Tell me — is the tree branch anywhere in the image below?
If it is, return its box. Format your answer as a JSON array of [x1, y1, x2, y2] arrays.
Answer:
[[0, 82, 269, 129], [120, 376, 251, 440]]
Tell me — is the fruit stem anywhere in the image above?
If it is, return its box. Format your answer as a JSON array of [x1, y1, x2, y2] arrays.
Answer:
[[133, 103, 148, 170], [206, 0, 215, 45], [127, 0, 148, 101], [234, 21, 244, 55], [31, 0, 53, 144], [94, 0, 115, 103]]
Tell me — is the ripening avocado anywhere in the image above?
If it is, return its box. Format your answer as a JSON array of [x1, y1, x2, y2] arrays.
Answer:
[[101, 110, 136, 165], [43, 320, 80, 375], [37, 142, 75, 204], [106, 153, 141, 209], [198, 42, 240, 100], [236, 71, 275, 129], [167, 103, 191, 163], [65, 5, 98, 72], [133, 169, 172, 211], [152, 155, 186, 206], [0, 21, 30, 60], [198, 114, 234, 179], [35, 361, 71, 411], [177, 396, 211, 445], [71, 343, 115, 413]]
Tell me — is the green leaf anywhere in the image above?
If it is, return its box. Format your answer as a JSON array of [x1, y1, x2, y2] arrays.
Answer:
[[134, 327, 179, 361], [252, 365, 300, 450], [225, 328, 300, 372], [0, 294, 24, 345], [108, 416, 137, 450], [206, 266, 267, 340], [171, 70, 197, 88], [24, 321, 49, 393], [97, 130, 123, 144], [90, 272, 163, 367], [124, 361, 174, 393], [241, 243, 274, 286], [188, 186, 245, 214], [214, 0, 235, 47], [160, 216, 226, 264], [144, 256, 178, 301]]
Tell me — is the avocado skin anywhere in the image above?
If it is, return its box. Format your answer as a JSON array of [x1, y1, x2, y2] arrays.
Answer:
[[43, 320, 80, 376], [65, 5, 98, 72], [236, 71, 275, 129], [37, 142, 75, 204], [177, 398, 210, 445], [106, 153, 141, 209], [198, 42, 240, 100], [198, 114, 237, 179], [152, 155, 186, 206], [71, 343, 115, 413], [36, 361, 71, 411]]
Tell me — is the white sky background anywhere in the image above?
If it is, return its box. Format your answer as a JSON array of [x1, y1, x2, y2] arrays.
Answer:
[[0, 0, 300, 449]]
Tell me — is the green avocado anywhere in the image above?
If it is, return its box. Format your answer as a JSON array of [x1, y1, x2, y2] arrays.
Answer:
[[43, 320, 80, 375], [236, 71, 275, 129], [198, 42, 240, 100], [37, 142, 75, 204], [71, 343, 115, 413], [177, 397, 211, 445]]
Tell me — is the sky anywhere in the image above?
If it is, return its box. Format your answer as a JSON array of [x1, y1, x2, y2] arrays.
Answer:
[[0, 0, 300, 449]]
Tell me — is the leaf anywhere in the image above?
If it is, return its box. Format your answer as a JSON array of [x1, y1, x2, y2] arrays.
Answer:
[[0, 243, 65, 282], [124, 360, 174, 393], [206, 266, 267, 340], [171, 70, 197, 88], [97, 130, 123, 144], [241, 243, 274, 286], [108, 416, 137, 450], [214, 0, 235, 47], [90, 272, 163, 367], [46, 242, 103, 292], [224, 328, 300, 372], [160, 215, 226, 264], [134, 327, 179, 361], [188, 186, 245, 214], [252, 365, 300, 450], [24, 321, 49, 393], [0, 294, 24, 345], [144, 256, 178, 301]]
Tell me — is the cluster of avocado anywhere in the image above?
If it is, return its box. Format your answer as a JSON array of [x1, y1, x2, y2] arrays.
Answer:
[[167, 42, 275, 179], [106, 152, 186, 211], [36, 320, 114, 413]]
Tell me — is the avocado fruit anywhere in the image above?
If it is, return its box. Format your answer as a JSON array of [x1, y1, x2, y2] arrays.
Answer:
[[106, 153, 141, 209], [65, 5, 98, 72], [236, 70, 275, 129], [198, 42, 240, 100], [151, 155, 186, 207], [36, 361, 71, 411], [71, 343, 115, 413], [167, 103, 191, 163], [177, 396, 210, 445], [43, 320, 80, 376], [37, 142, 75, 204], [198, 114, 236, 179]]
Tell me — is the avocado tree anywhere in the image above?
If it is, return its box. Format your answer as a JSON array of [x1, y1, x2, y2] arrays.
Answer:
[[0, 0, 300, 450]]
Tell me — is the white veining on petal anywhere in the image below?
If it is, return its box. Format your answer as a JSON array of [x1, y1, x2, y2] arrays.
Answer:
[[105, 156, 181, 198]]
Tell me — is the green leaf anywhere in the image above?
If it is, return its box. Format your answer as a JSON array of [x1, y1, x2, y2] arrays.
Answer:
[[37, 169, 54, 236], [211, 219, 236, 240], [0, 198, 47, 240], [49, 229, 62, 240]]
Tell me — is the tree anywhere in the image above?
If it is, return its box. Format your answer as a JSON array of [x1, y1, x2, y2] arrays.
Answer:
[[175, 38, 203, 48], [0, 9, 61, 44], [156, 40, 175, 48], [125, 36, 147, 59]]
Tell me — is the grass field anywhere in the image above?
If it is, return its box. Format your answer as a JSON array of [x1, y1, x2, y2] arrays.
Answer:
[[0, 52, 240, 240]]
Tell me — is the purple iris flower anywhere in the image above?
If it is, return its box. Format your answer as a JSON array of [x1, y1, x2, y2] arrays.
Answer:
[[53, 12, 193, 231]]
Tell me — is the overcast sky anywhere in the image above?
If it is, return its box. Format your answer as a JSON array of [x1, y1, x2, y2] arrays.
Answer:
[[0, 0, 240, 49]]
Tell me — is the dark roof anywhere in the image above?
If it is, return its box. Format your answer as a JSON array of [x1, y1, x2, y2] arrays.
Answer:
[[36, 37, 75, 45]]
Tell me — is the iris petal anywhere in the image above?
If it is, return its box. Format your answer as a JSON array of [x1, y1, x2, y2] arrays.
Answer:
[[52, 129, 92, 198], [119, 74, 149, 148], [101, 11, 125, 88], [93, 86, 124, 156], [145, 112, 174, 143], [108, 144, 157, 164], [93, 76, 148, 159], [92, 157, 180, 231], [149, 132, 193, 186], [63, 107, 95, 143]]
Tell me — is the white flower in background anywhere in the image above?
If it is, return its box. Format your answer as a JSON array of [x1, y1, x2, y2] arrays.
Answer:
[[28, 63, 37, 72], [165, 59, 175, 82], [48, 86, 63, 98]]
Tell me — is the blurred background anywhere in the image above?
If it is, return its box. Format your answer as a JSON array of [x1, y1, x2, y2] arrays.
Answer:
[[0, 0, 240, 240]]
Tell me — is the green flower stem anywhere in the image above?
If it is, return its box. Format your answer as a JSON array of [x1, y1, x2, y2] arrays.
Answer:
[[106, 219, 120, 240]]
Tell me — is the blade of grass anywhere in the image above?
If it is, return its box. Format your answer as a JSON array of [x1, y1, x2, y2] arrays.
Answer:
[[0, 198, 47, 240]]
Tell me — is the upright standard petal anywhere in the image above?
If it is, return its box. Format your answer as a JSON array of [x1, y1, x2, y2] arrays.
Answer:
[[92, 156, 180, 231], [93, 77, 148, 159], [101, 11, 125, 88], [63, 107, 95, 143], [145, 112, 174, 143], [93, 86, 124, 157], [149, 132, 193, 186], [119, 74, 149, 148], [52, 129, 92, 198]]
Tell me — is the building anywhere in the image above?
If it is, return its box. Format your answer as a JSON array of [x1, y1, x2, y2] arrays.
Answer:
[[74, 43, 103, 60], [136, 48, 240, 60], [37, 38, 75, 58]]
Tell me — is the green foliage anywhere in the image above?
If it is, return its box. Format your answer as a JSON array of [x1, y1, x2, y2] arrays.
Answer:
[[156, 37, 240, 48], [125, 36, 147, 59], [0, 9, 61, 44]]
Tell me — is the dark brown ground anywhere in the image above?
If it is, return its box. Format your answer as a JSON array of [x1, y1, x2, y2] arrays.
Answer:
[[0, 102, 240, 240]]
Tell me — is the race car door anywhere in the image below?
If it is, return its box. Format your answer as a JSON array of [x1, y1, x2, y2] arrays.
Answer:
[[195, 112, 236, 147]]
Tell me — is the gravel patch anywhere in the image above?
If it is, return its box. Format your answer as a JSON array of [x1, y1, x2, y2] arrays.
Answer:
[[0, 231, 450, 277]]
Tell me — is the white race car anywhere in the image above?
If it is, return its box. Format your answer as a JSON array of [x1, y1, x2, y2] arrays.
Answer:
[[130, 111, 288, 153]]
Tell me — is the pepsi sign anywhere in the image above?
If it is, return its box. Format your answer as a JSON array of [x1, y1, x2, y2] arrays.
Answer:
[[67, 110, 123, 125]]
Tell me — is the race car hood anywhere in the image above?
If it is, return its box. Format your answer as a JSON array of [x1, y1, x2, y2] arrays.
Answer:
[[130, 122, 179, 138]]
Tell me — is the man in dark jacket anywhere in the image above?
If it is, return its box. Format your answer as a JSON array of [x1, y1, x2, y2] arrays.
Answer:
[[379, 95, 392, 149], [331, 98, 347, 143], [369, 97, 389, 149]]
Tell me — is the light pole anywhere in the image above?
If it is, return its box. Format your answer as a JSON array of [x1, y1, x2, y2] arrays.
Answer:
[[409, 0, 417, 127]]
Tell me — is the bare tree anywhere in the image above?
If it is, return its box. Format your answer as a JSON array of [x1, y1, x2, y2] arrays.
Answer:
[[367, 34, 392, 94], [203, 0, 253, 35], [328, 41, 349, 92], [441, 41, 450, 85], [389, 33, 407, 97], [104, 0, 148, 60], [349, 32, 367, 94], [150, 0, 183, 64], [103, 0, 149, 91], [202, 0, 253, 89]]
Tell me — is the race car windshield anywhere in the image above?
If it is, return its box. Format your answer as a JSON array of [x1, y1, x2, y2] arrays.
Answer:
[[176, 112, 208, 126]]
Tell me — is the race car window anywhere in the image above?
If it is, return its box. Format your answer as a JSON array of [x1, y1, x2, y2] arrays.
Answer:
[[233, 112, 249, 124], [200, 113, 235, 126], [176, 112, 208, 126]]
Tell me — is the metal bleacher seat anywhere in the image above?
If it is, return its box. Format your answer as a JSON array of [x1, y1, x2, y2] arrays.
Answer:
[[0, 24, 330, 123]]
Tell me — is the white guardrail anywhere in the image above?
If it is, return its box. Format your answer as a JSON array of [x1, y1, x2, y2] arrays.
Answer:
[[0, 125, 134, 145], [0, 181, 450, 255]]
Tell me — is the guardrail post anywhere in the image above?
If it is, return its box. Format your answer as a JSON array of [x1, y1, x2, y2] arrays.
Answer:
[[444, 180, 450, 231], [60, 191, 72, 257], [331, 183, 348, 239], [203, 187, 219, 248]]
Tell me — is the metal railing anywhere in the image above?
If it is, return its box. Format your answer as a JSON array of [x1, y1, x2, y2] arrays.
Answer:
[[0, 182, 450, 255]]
========================================================================
Work to do
Retype the entries exactly, starting at the line containing "Tell me — is the man" and ending at the line containing "[[409, 0, 417, 127]]", with both of those lines included.

Written response
Tell me — is the man in dark jacket anywhere in the image above?
If it is, return its box. Format your answer as a JSON array of [x1, y1, x2, y2] arrays.
Answer:
[[379, 95, 392, 149], [331, 98, 347, 143], [369, 97, 389, 149]]
Tell me — is the light pole anywhere in the image above?
If it is, return its box. Format your answer as a JSON array of [x1, y1, x2, y2] arrays.
Answer:
[[409, 0, 417, 127]]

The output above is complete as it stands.